* [TRY IT]: Your output is to consist only of the line containing "Could you please pick out the tree" and the lines after it, through the end of the data, reproduced exactly.

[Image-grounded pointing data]
= = = = = = =
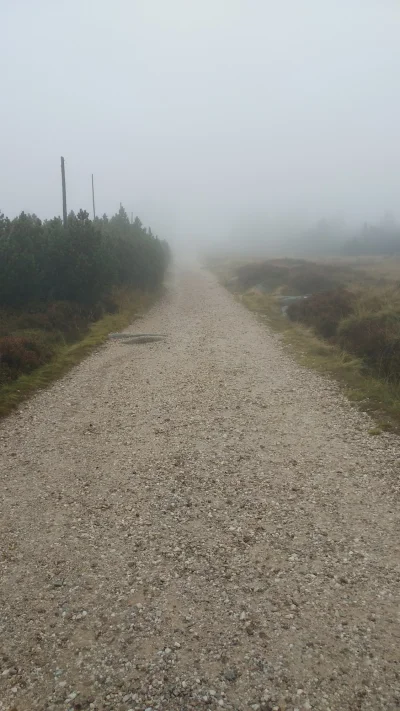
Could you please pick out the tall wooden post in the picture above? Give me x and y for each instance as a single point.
(64, 191)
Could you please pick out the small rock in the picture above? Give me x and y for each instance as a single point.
(230, 674)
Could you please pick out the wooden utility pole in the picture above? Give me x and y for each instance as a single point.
(94, 206)
(64, 190)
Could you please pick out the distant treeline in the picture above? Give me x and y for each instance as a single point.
(383, 238)
(41, 261)
(329, 237)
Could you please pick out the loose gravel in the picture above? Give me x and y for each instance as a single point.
(198, 523)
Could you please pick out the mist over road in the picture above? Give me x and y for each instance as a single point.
(197, 522)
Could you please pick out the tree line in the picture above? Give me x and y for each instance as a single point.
(41, 261)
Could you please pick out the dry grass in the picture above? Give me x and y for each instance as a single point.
(378, 396)
(131, 304)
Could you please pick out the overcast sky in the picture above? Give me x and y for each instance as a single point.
(196, 114)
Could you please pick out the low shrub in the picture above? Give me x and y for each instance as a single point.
(22, 354)
(374, 337)
(323, 312)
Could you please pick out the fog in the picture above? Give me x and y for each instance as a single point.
(204, 117)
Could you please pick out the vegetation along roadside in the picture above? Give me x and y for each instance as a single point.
= = = = = = =
* [REPLY]:
Could you please pick out the tree line in the picture above? Give me x and y for each instance as a single point.
(41, 261)
Could you please pick out the dry grass in the picture above? Give me x and y for each instance as a single point.
(378, 396)
(131, 304)
Could you please pick out the overcast sky in the picture above? Give me x and y for each instance as a single point.
(196, 114)
Could you please pick out the low shrub in the picture above? Give me x and y for each instance as a single point.
(22, 354)
(374, 337)
(323, 312)
Could you please pick out the fog in the picture above? Give me x and y for each instance as a single point.
(204, 117)
Could you please pick out the vegetation along roadside in the picture above? Give me x and y for each instance as a single point.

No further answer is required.